What Cybersecurity Professionals Can Learn from the Big Data Breaches?

February 26, 2018

Since the start of the new millennium, dozens of high-impact cybersecurity incidents have been reported – with multiple major data breaches occurring in any given year.

Each comes with its own set of lessons for the industries and organizations involved, and for the cybersecurity professionals who endeavor to protect them.

A quick sample:

  • Every single Yahoo user account – all 3 billion of them – was compromised during a 2013 breach, the most massive in history. Its origin remains unclear.
  • A year later, despite more robust password requirements, Yahoo got hit again, with 500 million accounts affected. A report in CSO Online said the data breach began when a Yahoo employee clicked on a spear-phishing e-mail sent by hackers working for Russia. The FBI has an arrest warrant out for Alexsey Beylan, a notorious Latvian hacker it believes was involved in the incident.
  •  In May 2014, Ebay reported that intruders had broken into the company network and gained access to the names, address, dates of birth, and encrypted passwords of everyone using the service – 145 million in all. How did it happen? According to the company, the hackers obtained login credentials for three corporate employees and, as a result, had unfettered access to the network for 229 days.
  • Target traced its late 2013 breach, which compromised around 40 million credit and debit card numbers, back to an HVAC vendor which used a computerized system to remotely control on-site equipment. Hackers allegedly used e-mail spear phishing to infect the vendor’s network with malware, which eventually yielded the credentials needed to access Target’s systems. Once in, the hackers uploaded malicious script to a vulnerable web application, identified attack vectors, gave themselves domain admin privileges, and eventually threaded their way to the company’s Point of Sale equipment.
  • Credit rating giant Equifax announced, in late 2017, that 143 million users – half the U.S. population – had their personal information exposed in an attack traced to a web application vulnerability.

Extracted records
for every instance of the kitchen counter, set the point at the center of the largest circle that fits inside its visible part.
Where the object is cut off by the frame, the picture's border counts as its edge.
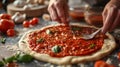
(10, 47)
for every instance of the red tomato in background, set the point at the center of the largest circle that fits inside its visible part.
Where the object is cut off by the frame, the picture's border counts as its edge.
(34, 21)
(5, 16)
(11, 32)
(26, 24)
(6, 24)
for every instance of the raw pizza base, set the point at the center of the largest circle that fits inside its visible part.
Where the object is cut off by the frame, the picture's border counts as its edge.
(108, 46)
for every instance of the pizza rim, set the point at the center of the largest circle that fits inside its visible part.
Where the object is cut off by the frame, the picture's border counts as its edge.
(108, 48)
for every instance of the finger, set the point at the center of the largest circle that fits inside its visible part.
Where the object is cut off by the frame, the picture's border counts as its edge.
(60, 11)
(109, 20)
(53, 14)
(116, 22)
(104, 14)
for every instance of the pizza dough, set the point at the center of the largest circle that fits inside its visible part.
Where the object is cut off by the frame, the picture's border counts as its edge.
(108, 46)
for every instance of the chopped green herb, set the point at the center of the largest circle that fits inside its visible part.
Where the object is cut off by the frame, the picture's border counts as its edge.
(75, 28)
(23, 42)
(56, 49)
(2, 40)
(92, 45)
(40, 40)
(49, 31)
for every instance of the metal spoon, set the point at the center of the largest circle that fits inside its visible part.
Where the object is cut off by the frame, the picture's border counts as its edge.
(90, 36)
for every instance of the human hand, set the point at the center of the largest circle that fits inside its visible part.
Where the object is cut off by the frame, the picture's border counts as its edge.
(111, 16)
(58, 10)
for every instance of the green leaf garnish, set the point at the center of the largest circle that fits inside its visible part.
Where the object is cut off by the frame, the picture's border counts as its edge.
(1, 63)
(23, 42)
(49, 31)
(92, 45)
(40, 40)
(2, 40)
(56, 49)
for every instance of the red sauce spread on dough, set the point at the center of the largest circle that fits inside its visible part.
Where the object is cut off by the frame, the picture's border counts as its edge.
(69, 41)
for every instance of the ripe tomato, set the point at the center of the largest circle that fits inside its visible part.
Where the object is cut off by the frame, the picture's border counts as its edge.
(6, 24)
(34, 21)
(26, 24)
(100, 63)
(10, 32)
(5, 16)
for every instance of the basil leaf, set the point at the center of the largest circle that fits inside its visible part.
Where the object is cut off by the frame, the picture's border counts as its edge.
(23, 42)
(2, 40)
(56, 49)
(92, 45)
(75, 28)
(49, 31)
(1, 64)
(40, 40)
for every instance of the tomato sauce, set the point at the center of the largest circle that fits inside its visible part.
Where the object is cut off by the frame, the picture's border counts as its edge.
(69, 40)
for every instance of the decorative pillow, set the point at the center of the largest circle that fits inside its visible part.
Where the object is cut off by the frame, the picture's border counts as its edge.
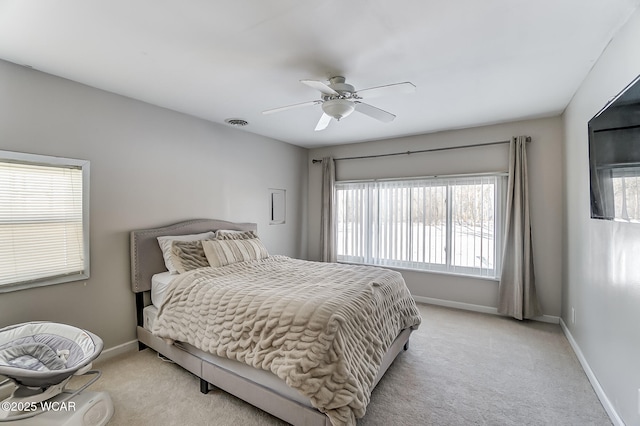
(220, 233)
(228, 251)
(235, 235)
(165, 246)
(188, 255)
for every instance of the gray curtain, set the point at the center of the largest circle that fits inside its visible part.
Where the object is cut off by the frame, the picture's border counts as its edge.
(517, 293)
(327, 227)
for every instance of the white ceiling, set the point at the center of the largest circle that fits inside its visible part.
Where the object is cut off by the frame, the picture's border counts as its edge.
(473, 62)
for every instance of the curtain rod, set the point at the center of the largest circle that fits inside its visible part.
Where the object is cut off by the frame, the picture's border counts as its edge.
(314, 161)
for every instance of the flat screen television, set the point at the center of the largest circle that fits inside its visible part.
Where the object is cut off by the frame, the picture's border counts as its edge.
(614, 157)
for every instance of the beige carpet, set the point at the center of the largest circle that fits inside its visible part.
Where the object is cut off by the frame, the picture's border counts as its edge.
(462, 368)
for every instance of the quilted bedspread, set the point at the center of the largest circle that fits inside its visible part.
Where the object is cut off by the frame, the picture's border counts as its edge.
(321, 327)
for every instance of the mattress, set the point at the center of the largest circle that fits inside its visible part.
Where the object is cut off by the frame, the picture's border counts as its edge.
(262, 377)
(159, 284)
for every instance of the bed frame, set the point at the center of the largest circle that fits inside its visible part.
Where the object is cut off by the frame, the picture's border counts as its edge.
(147, 260)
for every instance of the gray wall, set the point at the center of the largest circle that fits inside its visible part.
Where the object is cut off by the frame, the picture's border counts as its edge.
(545, 173)
(149, 167)
(602, 258)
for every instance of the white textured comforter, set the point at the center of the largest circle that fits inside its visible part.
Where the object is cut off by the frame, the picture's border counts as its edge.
(321, 327)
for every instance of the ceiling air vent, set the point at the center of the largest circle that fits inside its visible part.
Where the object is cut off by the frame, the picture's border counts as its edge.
(237, 122)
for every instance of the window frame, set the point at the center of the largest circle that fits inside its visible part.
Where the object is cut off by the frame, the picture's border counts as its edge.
(448, 267)
(53, 161)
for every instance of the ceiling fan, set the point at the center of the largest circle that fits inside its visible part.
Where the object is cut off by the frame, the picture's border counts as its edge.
(340, 99)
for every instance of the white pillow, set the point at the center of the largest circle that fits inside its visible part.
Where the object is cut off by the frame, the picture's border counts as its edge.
(225, 252)
(165, 246)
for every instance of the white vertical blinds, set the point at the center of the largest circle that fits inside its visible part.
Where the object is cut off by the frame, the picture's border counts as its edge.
(42, 223)
(443, 224)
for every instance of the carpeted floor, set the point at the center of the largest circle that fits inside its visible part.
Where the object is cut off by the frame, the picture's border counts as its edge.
(462, 368)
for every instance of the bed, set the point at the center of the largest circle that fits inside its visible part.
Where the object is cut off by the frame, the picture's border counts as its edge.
(284, 384)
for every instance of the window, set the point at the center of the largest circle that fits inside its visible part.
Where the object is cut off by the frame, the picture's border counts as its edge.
(626, 193)
(448, 224)
(44, 220)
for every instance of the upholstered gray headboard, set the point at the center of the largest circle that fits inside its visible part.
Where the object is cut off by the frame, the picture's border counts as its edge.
(146, 256)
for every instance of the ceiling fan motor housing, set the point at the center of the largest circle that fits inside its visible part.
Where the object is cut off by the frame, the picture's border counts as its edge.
(345, 90)
(338, 108)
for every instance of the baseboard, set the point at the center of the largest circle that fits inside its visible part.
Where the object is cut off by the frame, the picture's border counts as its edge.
(602, 396)
(107, 354)
(478, 308)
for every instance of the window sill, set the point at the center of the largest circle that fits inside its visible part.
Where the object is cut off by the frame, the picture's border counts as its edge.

### INSTRUCTIONS
1: Reproduce word for word the part of the data breach article starting at "Each comes with" and ending at "to protect them.".
2: Write the next part of the article on big data breaches, picking up after its final sentence.

### ANSWERS FOR THE EXERCISE
1:
Each comes with its own set of lessons for the industries and organizations involved, and for the cybersecurity professionals who endeavor to protect them.

2:
While each cybersecurity data breach has its distinct characteristics, certain themes recur again and again. Human users remain the weakest cybersecurity link, with our propensity to fall prey to social engineering or spear-phishing schemes. Poor password protection, still the case with countless network users, offers adversaries an easy break-in route. Wide-open web applications – often developed with convenience rather than security in mind – provide opportunities for those who know where to look.

Jason Pittman, Professor of Cybersecurity and Computer Science at Capitol TechDr. Jason M. Pittman, professor of cybersecurity and computer science at Capitol Technology University, sees a broader problem, one which recalls a fundamental rethink of our interactions with web services.

“Perhaps the biggest takeaway from a post-mortem of cybersecurity breaches is that our cognitive models – how we conceive of our relationship to data -- are inherently flawed,” Pittman says. “Would you give a stranger the keys to your house to hold onto for an indeterminate length of time? I would suppose not. Yet, this is precisely what we do when we ‘give’ our data to these organizations. This is data which, in the shared reality we inhabit, is perceived as being extensions of our identities, of ourselves. Moreover, we have no means to manage our data once given away.”

“We’re forfeiting control of something that, in a sense, is more permanent than the keys to a house. After all, we can rekey our locks. Unfortunately, we do not have a reliable way to rekey our identities,” Pittman said.